## What the task requires
Copy the following lines word for word.

## Supplied material
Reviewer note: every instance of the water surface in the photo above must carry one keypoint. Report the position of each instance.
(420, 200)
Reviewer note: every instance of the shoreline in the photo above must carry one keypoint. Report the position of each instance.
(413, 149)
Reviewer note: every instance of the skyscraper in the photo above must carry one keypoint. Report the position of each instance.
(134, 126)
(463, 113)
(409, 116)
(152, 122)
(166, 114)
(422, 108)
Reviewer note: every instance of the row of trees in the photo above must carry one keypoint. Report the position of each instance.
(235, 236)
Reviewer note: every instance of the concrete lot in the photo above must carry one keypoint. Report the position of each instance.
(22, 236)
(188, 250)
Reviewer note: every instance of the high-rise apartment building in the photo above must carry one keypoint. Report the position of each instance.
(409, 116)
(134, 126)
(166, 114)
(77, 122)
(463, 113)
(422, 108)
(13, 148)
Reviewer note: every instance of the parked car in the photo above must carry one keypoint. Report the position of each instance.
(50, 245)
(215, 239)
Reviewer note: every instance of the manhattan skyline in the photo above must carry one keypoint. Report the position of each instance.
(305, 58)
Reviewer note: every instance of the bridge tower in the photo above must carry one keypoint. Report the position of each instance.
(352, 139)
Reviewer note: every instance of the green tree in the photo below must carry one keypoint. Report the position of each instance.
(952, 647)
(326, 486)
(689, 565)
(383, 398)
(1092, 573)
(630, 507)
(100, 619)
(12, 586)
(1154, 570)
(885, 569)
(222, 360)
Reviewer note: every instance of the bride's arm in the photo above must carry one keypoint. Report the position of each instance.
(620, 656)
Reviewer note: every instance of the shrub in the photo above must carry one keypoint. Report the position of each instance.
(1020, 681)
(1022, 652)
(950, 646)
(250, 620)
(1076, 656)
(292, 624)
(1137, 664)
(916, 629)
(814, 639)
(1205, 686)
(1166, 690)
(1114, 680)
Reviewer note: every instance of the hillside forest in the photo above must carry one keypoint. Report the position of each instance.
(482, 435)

## Answer to the exercise
Reviewer note: every instance of the water surface in the photo above must carry one keypoint. Report the position of each instance.
(420, 200)
Reviewer note: every instance of the shoreline in the photo above must carry one keypoint. Report the position of each instance.
(413, 149)
Reviewer note: every instance of the skyscraper in the photo above must carry one keypoint. Report the position of each instance.
(134, 126)
(463, 113)
(409, 116)
(152, 122)
(166, 114)
(422, 108)
Reviewer note: every instance of the row of trees in the photo above must carry one keypoint. Report the position of each instance.
(235, 236)
Reviewer note: every instance of the concrete lot in the photo above must carry one keypoint. Report the position of each instance.
(22, 236)
(188, 250)
Reviewer note: every instance of the high-rise apartment building in the photo above must carry one keypoint. Report the position of each instance.
(409, 116)
(134, 126)
(166, 114)
(77, 122)
(463, 113)
(422, 108)
(13, 148)
Reviewer note: every instance of the parked car in the photo above must carry one keypoint. Report the position of each instance.
(50, 245)
(215, 239)
Reviewer note: every instance of the manhattan skyline in the photo above must carry one keypoint. Report the position of each instance.
(305, 58)
Reviewer note: every instance of the bridge tower in the photo above must carry one keypoint. Report the position of each instance.
(352, 139)
Reviewer note: every instance of the green tree in the photo below must carry one keypoint. Report the position of each instance.
(952, 647)
(326, 486)
(689, 565)
(383, 398)
(1092, 573)
(630, 507)
(100, 619)
(12, 586)
(1154, 570)
(885, 569)
(222, 360)
Reviewer note: every instance of the bride's arm in the photo above must carry one keypoint. Report the position of each instance.
(620, 656)
Reviewer note: every instance of the shrub in the photo above must carry one keypoint. Report the position of each instance.
(1020, 681)
(1022, 652)
(950, 646)
(250, 620)
(1076, 656)
(292, 624)
(1137, 664)
(916, 629)
(814, 639)
(1205, 686)
(1166, 690)
(1114, 680)
Reviewer note: every instance of the hillside forest in the photo above must carry one keypoint. Report the position of each instance.
(482, 435)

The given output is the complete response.